[問題の説明]: 以下の記録を、画像だけを除いて、すべて一字一句そのまま出力してもらえますか？

[抜粋データ]:
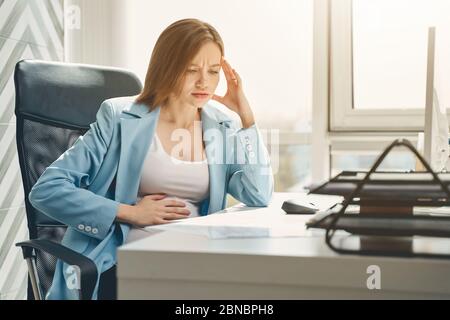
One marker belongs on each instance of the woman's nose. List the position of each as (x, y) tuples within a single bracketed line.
[(202, 80)]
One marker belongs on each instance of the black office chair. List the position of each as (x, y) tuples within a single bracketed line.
[(55, 104)]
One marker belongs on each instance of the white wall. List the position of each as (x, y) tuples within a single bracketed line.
[(268, 42)]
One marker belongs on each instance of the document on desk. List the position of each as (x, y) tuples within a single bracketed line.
[(256, 223)]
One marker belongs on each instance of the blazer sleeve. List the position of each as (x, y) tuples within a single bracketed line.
[(250, 174), (61, 191)]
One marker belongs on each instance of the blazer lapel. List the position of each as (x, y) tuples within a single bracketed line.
[(216, 167), (136, 136)]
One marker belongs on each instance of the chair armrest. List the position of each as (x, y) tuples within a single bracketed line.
[(88, 269)]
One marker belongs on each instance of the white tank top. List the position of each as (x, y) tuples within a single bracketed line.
[(187, 181)]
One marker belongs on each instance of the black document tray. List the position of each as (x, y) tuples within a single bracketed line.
[(412, 188), (420, 225)]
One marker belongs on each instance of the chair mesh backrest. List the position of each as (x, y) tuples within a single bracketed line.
[(55, 104), (42, 145)]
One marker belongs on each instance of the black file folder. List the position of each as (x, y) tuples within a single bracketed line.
[(385, 202)]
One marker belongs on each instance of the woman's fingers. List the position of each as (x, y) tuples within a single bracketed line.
[(156, 196), (228, 71), (175, 216), (176, 210)]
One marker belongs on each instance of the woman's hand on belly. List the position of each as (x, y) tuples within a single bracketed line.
[(153, 209)]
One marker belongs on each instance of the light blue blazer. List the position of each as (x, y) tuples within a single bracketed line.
[(84, 186)]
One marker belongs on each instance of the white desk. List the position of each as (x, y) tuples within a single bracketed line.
[(179, 265)]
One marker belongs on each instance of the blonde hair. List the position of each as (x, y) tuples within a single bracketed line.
[(174, 50)]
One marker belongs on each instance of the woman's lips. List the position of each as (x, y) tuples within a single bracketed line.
[(201, 95)]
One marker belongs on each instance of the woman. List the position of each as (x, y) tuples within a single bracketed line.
[(127, 171)]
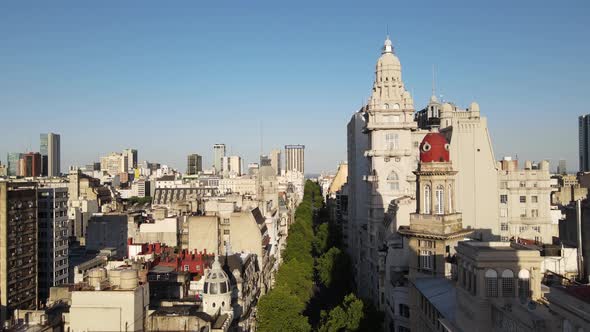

[記述解答]:
One marker belongs on each instance of the woman's nose. List the position of each as (x, y) tuples within a single bracketed line.
[(202, 80)]
One marker belongs on each instance of the black office chair. List the position of each as (x, y) tuples within a single bracketed line.
[(55, 104)]
One marker belongs on each instance of the white wall. List the position of each as (x, y) tuples within a single bracketed line.
[(268, 42)]
One marker belongs on each instance of the document on desk. List the position of each as (x, y) tuples within a single bracketed line.
[(256, 223)]
One marker belongs on each instance of the blazer sleeve. List the position of each as (x, y) tuples within a single bracketed line.
[(250, 174), (61, 191)]
One marker belongs on each instance of the blazer lapel. List the position of each as (x, y) tuples within a single bracketed line.
[(216, 167), (136, 136)]
One marker belongs on each instance of the chair armrest. List the position of each as (x, y) tuples within a single bracketed line.
[(88, 269)]
One marker belongs on each instance of the white tank top. List the position of each as (x, y) tuples within a single bracketed line.
[(187, 181)]
One marker belongs on each instance of the black document tray. List the position of each as (x, y) tuples within a single bracketed line.
[(412, 188), (420, 225)]
One marker belongs on each instance of the chair mesh backrest. List the position of each as (x, y) tuples within a single bracketed line.
[(55, 104), (42, 145)]
One marker belongs on each instance of the black file folder. List the position of each as (x, y) tuples within a single bracketed line.
[(385, 202)]
One marker belongs on each instance of the woman's fingers. List the position of each as (x, y) tuples within a single bracketed line.
[(156, 196), (228, 71), (175, 216), (176, 210)]
One marker belongs on each instance of the woman's hand on belly. List the position of each as (x, y) tuples within a single bracketed line.
[(153, 209)]
One marker belongs on each instance of the light blue blazer. List the position of each as (x, y) tuples within a single bracketed line.
[(84, 186)]
One marker belongs on each instance of the white desk. List the position of each as (x, y) tuples within a single bracketed line.
[(179, 265)]
One marker belongs on each instance of the blonde hair. List the position of each as (x, y) tuples within a single bracketed line.
[(174, 50)]
One marker belongs on each instance of the woman's lips. List the position of each as (x, y) tuples within a single bracketed line.
[(201, 95)]
One marker belongs on each instance of the woman. List the position of each as (x, y) tuples within a single bracketed line.
[(127, 171)]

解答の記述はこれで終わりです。